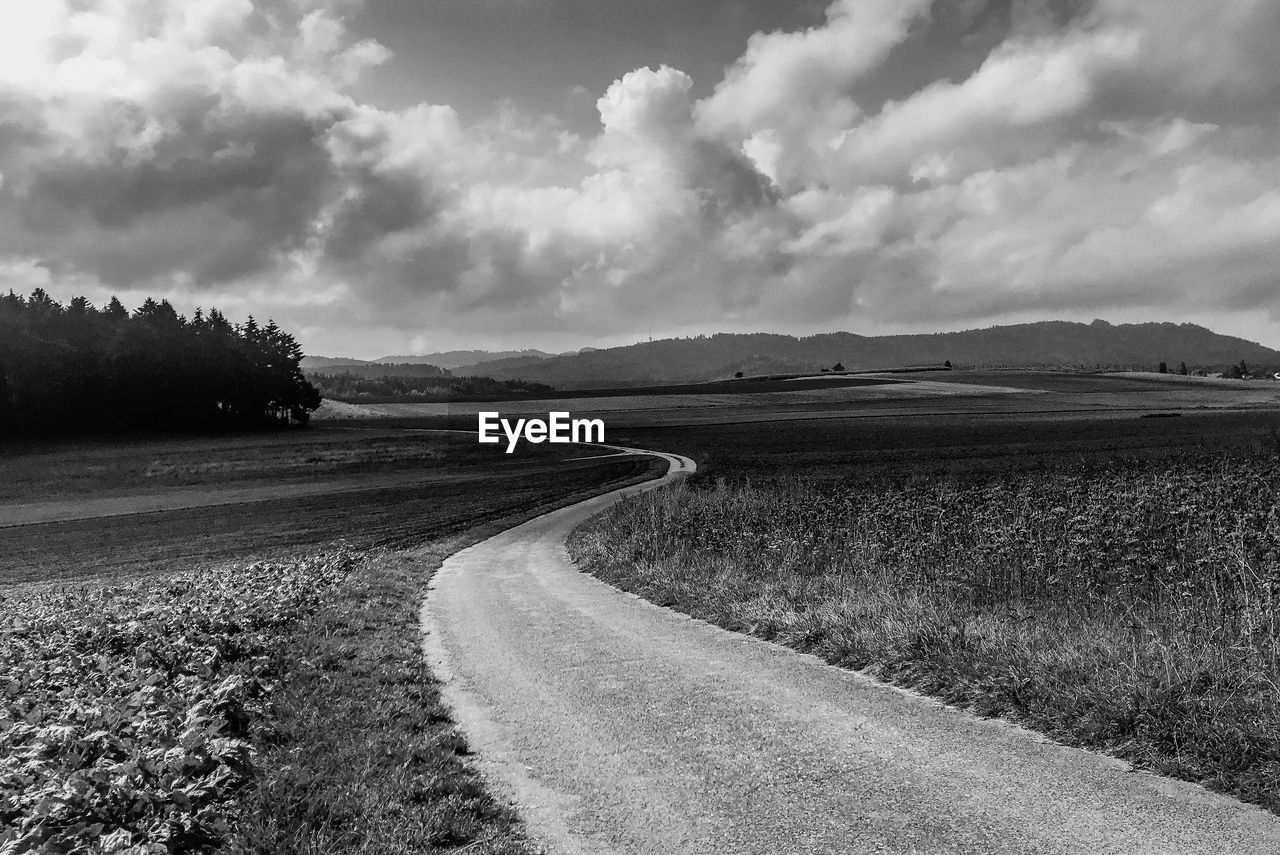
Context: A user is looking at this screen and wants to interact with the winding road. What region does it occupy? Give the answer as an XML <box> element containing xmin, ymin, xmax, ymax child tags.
<box><xmin>420</xmin><ymin>447</ymin><xmax>1280</xmax><ymax>854</ymax></box>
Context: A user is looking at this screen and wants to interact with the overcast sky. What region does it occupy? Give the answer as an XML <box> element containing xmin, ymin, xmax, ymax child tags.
<box><xmin>3</xmin><ymin>1</ymin><xmax>1279</xmax><ymax>357</ymax></box>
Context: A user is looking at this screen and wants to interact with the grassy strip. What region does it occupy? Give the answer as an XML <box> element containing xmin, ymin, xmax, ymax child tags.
<box><xmin>232</xmin><ymin>546</ymin><xmax>535</xmax><ymax>854</ymax></box>
<box><xmin>568</xmin><ymin>456</ymin><xmax>1280</xmax><ymax>813</ymax></box>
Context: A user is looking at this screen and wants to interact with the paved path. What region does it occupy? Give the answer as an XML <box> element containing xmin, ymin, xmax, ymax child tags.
<box><xmin>420</xmin><ymin>448</ymin><xmax>1280</xmax><ymax>854</ymax></box>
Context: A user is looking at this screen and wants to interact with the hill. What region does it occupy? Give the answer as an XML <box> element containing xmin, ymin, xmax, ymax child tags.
<box><xmin>452</xmin><ymin>321</ymin><xmax>1280</xmax><ymax>388</ymax></box>
<box><xmin>375</xmin><ymin>349</ymin><xmax>555</xmax><ymax>369</ymax></box>
<box><xmin>300</xmin><ymin>356</ymin><xmax>373</xmax><ymax>369</ymax></box>
<box><xmin>304</xmin><ymin>362</ymin><xmax>450</xmax><ymax>381</ymax></box>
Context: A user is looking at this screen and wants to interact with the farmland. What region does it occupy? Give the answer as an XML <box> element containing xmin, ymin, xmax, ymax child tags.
<box><xmin>5</xmin><ymin>368</ymin><xmax>1280</xmax><ymax>848</ymax></box>
<box><xmin>570</xmin><ymin>403</ymin><xmax>1280</xmax><ymax>813</ymax></box>
<box><xmin>0</xmin><ymin>428</ymin><xmax>652</xmax><ymax>586</ymax></box>
<box><xmin>323</xmin><ymin>368</ymin><xmax>1280</xmax><ymax>433</ymax></box>
<box><xmin>1</xmin><ymin>425</ymin><xmax>658</xmax><ymax>851</ymax></box>
<box><xmin>1</xmin><ymin>553</ymin><xmax>359</xmax><ymax>852</ymax></box>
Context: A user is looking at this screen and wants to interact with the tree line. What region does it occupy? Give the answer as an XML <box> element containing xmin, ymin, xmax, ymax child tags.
<box><xmin>307</xmin><ymin>371</ymin><xmax>555</xmax><ymax>403</ymax></box>
<box><xmin>1159</xmin><ymin>358</ymin><xmax>1263</xmax><ymax>379</ymax></box>
<box><xmin>0</xmin><ymin>289</ymin><xmax>321</xmax><ymax>435</ymax></box>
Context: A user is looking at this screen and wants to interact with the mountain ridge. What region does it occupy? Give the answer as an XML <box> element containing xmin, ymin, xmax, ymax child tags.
<box><xmin>441</xmin><ymin>321</ymin><xmax>1280</xmax><ymax>388</ymax></box>
<box><xmin>373</xmin><ymin>349</ymin><xmax>555</xmax><ymax>369</ymax></box>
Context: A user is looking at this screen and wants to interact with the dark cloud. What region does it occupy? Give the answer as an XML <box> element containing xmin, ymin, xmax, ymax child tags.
<box><xmin>323</xmin><ymin>168</ymin><xmax>441</xmax><ymax>264</ymax></box>
<box><xmin>14</xmin><ymin>107</ymin><xmax>339</xmax><ymax>286</ymax></box>
<box><xmin>688</xmin><ymin>138</ymin><xmax>778</xmax><ymax>224</ymax></box>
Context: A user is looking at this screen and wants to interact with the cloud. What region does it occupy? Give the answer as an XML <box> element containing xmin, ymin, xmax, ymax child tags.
<box><xmin>1</xmin><ymin>0</ymin><xmax>1279</xmax><ymax>355</ymax></box>
<box><xmin>829</xmin><ymin>28</ymin><xmax>1141</xmax><ymax>187</ymax></box>
<box><xmin>1090</xmin><ymin>0</ymin><xmax>1280</xmax><ymax>115</ymax></box>
<box><xmin>697</xmin><ymin>0</ymin><xmax>931</xmax><ymax>190</ymax></box>
<box><xmin>596</xmin><ymin>64</ymin><xmax>693</xmax><ymax>143</ymax></box>
<box><xmin>0</xmin><ymin>1</ymin><xmax>374</xmax><ymax>297</ymax></box>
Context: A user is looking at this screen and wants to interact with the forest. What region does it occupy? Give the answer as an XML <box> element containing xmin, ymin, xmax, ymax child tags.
<box><xmin>306</xmin><ymin>371</ymin><xmax>556</xmax><ymax>403</ymax></box>
<box><xmin>0</xmin><ymin>289</ymin><xmax>321</xmax><ymax>435</ymax></box>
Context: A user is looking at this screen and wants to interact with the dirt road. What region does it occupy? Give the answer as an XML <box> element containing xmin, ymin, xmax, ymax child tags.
<box><xmin>421</xmin><ymin>448</ymin><xmax>1280</xmax><ymax>854</ymax></box>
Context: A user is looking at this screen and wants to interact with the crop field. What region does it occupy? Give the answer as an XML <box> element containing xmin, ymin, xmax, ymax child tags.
<box><xmin>0</xmin><ymin>428</ymin><xmax>651</xmax><ymax>587</ymax></box>
<box><xmin>608</xmin><ymin>408</ymin><xmax>1280</xmax><ymax>481</ymax></box>
<box><xmin>0</xmin><ymin>553</ymin><xmax>357</xmax><ymax>852</ymax></box>
<box><xmin>908</xmin><ymin>369</ymin><xmax>1280</xmax><ymax>393</ymax></box>
<box><xmin>571</xmin><ymin>405</ymin><xmax>1280</xmax><ymax>813</ymax></box>
<box><xmin>322</xmin><ymin>373</ymin><xmax>901</xmax><ymax>406</ymax></box>
<box><xmin>0</xmin><ymin>428</ymin><xmax>561</xmax><ymax>502</ymax></box>
<box><xmin>314</xmin><ymin>376</ymin><xmax>1027</xmax><ymax>422</ymax></box>
<box><xmin>1</xmin><ymin>425</ymin><xmax>661</xmax><ymax>852</ymax></box>
<box><xmin>330</xmin><ymin>369</ymin><xmax>1280</xmax><ymax>435</ymax></box>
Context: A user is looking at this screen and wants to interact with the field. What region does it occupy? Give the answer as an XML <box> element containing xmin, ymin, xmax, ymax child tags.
<box><xmin>6</xmin><ymin>368</ymin><xmax>1280</xmax><ymax>848</ymax></box>
<box><xmin>2</xmin><ymin>553</ymin><xmax>360</xmax><ymax>851</ymax></box>
<box><xmin>0</xmin><ymin>428</ymin><xmax>651</xmax><ymax>586</ymax></box>
<box><xmin>569</xmin><ymin>393</ymin><xmax>1280</xmax><ymax>814</ymax></box>
<box><xmin>1</xmin><ymin>425</ymin><xmax>659</xmax><ymax>852</ymax></box>
<box><xmin>318</xmin><ymin>372</ymin><xmax>901</xmax><ymax>405</ymax></box>
<box><xmin>321</xmin><ymin>368</ymin><xmax>1280</xmax><ymax>432</ymax></box>
<box><xmin>608</xmin><ymin>408</ymin><xmax>1280</xmax><ymax>481</ymax></box>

-------

## Your goal
Repeat the records above exactly. Pictures do not belong in the copy.

## Answer to this exercise
Context: A user is looking at this screen and wants to interact with the winding road. What region does it occupy? Give the answer as an XML <box> element containing xmin, ymin, xmax, ymax child tags.
<box><xmin>420</xmin><ymin>447</ymin><xmax>1280</xmax><ymax>854</ymax></box>
Context: A user is looking at this screen and wants to interact with the overcast sky. What region does it occupy? Give the answer as an XML <box> element containing xmin, ymin, xmax, ymax child tags.
<box><xmin>3</xmin><ymin>1</ymin><xmax>1279</xmax><ymax>357</ymax></box>
Context: A user is looking at this screen and wants to interact with the grassy strip. What region does it occupy? Give the answer as an XML <box> element containing xmin, ymin, xmax, ymax child tags.
<box><xmin>232</xmin><ymin>546</ymin><xmax>535</xmax><ymax>854</ymax></box>
<box><xmin>568</xmin><ymin>456</ymin><xmax>1280</xmax><ymax>813</ymax></box>
Context: A user is looking at this screen and wants to interact with the paved path. What region does it occupy? Give the answer as an XML <box> element containing xmin, ymin, xmax, ymax child tags.
<box><xmin>420</xmin><ymin>448</ymin><xmax>1280</xmax><ymax>854</ymax></box>
Context: A user is looking at this screen and wants to interact with the hill. What region does it occupy? Give the answer as an XML <box> element containing xmin, ymin, xmax, ymax child tags.
<box><xmin>452</xmin><ymin>321</ymin><xmax>1280</xmax><ymax>388</ymax></box>
<box><xmin>375</xmin><ymin>349</ymin><xmax>555</xmax><ymax>369</ymax></box>
<box><xmin>300</xmin><ymin>356</ymin><xmax>373</xmax><ymax>369</ymax></box>
<box><xmin>304</xmin><ymin>362</ymin><xmax>450</xmax><ymax>381</ymax></box>
Context: A user is looking at this screen and wants to interact with the farmland. What region does it occupy? Give the answer as an XML <box> element containing xmin, ymin, xmax, ymax child tags.
<box><xmin>5</xmin><ymin>368</ymin><xmax>1280</xmax><ymax>848</ymax></box>
<box><xmin>570</xmin><ymin>403</ymin><xmax>1280</xmax><ymax>813</ymax></box>
<box><xmin>0</xmin><ymin>428</ymin><xmax>652</xmax><ymax>586</ymax></box>
<box><xmin>323</xmin><ymin>368</ymin><xmax>1280</xmax><ymax>433</ymax></box>
<box><xmin>1</xmin><ymin>425</ymin><xmax>658</xmax><ymax>851</ymax></box>
<box><xmin>1</xmin><ymin>553</ymin><xmax>359</xmax><ymax>852</ymax></box>
Context: A user is looking at this screen and wants to interact with the tree line. What region does it occupy? Give the answer as an XML <box> element containing xmin, ymin, xmax, ymax child tags.
<box><xmin>307</xmin><ymin>371</ymin><xmax>555</xmax><ymax>403</ymax></box>
<box><xmin>1159</xmin><ymin>358</ymin><xmax>1263</xmax><ymax>379</ymax></box>
<box><xmin>0</xmin><ymin>289</ymin><xmax>321</xmax><ymax>435</ymax></box>
Context: A user is looking at this screen and wants to interact with the mountain ridge. What region does it occupy? Give the answer as an XML <box> element containing xmin, ymin, xmax, ymax child tags.
<box><xmin>441</xmin><ymin>321</ymin><xmax>1280</xmax><ymax>388</ymax></box>
<box><xmin>373</xmin><ymin>349</ymin><xmax>555</xmax><ymax>369</ymax></box>
Context: A user is looking at this screen and wants to interact with the dark cloud. What region does it occupy? Give the answer as an XML <box> element containing xmin, ymin, xmax, ymax child tags.
<box><xmin>323</xmin><ymin>168</ymin><xmax>441</xmax><ymax>264</ymax></box>
<box><xmin>14</xmin><ymin>107</ymin><xmax>339</xmax><ymax>286</ymax></box>
<box><xmin>688</xmin><ymin>138</ymin><xmax>778</xmax><ymax>224</ymax></box>
Context: A user is looking at this screen and wants to interact with the cloud. What region does it occupy? Give the answer as an XML <box> element containing xmin, ymin, xmax, ymax child tags.
<box><xmin>1</xmin><ymin>0</ymin><xmax>1279</xmax><ymax>355</ymax></box>
<box><xmin>829</xmin><ymin>28</ymin><xmax>1141</xmax><ymax>187</ymax></box>
<box><xmin>1090</xmin><ymin>0</ymin><xmax>1280</xmax><ymax>115</ymax></box>
<box><xmin>697</xmin><ymin>0</ymin><xmax>931</xmax><ymax>190</ymax></box>
<box><xmin>596</xmin><ymin>64</ymin><xmax>693</xmax><ymax>143</ymax></box>
<box><xmin>0</xmin><ymin>1</ymin><xmax>374</xmax><ymax>297</ymax></box>
Context: A user is looking at this screen and wants to interact with the forest. What region does it occupy? Give the answer as an XML <box> element containing xmin, ymin, xmax, ymax child tags.
<box><xmin>306</xmin><ymin>371</ymin><xmax>556</xmax><ymax>403</ymax></box>
<box><xmin>0</xmin><ymin>289</ymin><xmax>321</xmax><ymax>435</ymax></box>
Context: A user is looking at this screen and wants to interact with the dirt road. What region does it occupy? Give the answer as an XML <box> element containing xmin, ymin, xmax, ymax child tags.
<box><xmin>421</xmin><ymin>448</ymin><xmax>1280</xmax><ymax>854</ymax></box>
Context: A user is looking at this screen and wants to interact with the crop field. What region does it occupy? Give the answer as an XML <box> element containing xmin, ymin, xmax, ymax child tags.
<box><xmin>0</xmin><ymin>428</ymin><xmax>651</xmax><ymax>587</ymax></box>
<box><xmin>608</xmin><ymin>408</ymin><xmax>1280</xmax><ymax>481</ymax></box>
<box><xmin>0</xmin><ymin>553</ymin><xmax>357</xmax><ymax>852</ymax></box>
<box><xmin>908</xmin><ymin>369</ymin><xmax>1280</xmax><ymax>393</ymax></box>
<box><xmin>571</xmin><ymin>405</ymin><xmax>1280</xmax><ymax>813</ymax></box>
<box><xmin>322</xmin><ymin>373</ymin><xmax>901</xmax><ymax>406</ymax></box>
<box><xmin>0</xmin><ymin>428</ymin><xmax>561</xmax><ymax>502</ymax></box>
<box><xmin>314</xmin><ymin>376</ymin><xmax>1027</xmax><ymax>422</ymax></box>
<box><xmin>1</xmin><ymin>425</ymin><xmax>661</xmax><ymax>852</ymax></box>
<box><xmin>330</xmin><ymin>369</ymin><xmax>1280</xmax><ymax>435</ymax></box>
Context: A user is looking at this screen and wants to interact with the field. What region does it occupy? Give the answer as an XML <box> element containing xmin, ymin, xmax, ymax child tags.
<box><xmin>6</xmin><ymin>368</ymin><xmax>1280</xmax><ymax>848</ymax></box>
<box><xmin>2</xmin><ymin>553</ymin><xmax>360</xmax><ymax>851</ymax></box>
<box><xmin>0</xmin><ymin>428</ymin><xmax>651</xmax><ymax>586</ymax></box>
<box><xmin>569</xmin><ymin>393</ymin><xmax>1280</xmax><ymax>814</ymax></box>
<box><xmin>1</xmin><ymin>425</ymin><xmax>659</xmax><ymax>852</ymax></box>
<box><xmin>318</xmin><ymin>372</ymin><xmax>901</xmax><ymax>405</ymax></box>
<box><xmin>321</xmin><ymin>368</ymin><xmax>1280</xmax><ymax>432</ymax></box>
<box><xmin>608</xmin><ymin>408</ymin><xmax>1280</xmax><ymax>481</ymax></box>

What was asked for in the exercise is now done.